• Consigne: Dans l'extrait sur le coaching, relevez toutes les conclusions auxquelles arrivent les coachs débutants lorsqu'ils constatent que d'autres coachs parviennent à vivre du coaching.

• Extrait:
◆ ◆ ◆ ◆ ◆ ◆ ◆
Le coach ne fait pas ce qu'il dit. La confusion s'installe, le client hésite longuement. Le résultat premier est que le coach débutant frustré juge que son client n'est décidément pas prêt. Il ne comprend pas ce qu’est le coaching. Lorsque ceux-ci partent chercher ailleurs d’autres moyens, voire d'autres coachs pour atteindre leurs objectifs, les coachs débutants désespèrent. Lorsqu'ils constatent que d'autres coachs arrivent à conclure avec des clients, arrivent à vivre du coaching, ils finissent par conclure que le marché est difficile, voire saturé, qu'ils arrivent trop tard. Certains courent alors tout de suite ouvrir leur école de coaching, avant que ça ne soit trop tard! Et là ils assumeront leur posture de formateur!

De toute évidence, afin de résoudre la première perception, que clients ne sont pas prêts à entamer une démarche de coaching, comme la deuxième concernant un marché déjà saturé, il serait utile de chercher du côté du cadre de référence des coachs qui vivent une difficulté à se vendre. Afin de trouver l’origine de leurs difficultés, il est sans doute utile de surtout revoir, de façon systémique, la forme de la relation d’apprentissage vécue au sein des écoles de coaching.
◆ ◆ ◆ ◆ ◆ ◆ ◆
• Données fournies:
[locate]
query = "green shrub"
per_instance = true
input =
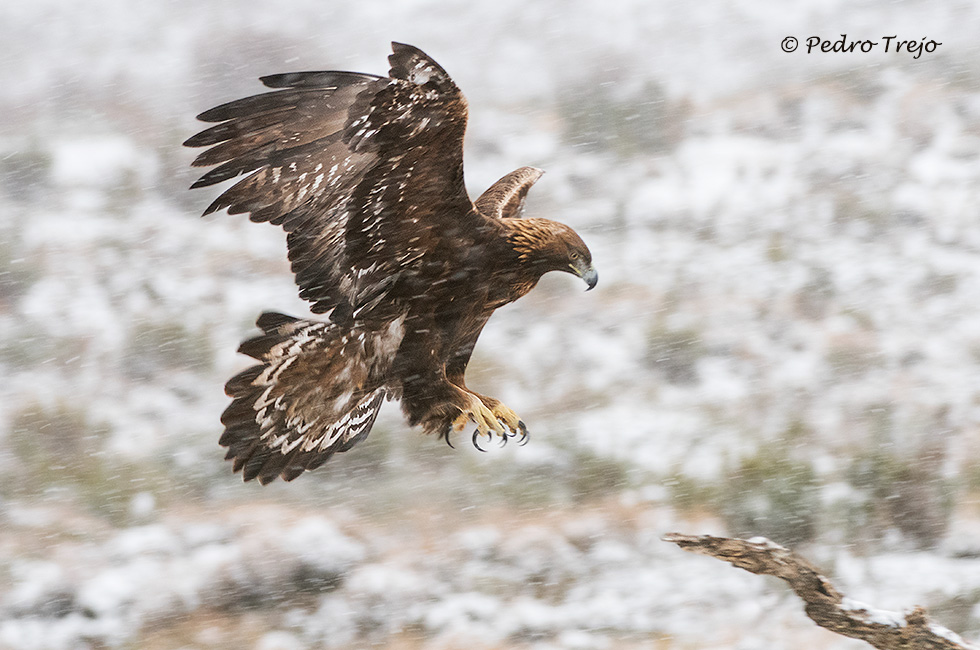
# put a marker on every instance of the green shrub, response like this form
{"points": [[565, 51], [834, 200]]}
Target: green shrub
{"points": [[675, 353], [773, 495]]}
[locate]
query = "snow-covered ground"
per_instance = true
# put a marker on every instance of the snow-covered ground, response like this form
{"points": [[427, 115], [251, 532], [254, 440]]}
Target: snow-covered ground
{"points": [[785, 339]]}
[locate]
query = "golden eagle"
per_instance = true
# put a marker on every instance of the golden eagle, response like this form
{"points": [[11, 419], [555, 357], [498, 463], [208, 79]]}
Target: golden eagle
{"points": [[365, 174]]}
◆ ◆ ◆ ◆ ◆ ◆ ◆
• Réponse:
- Le marché est difficile.
- Le marché est saturé.
- Ils arrivent trop tard.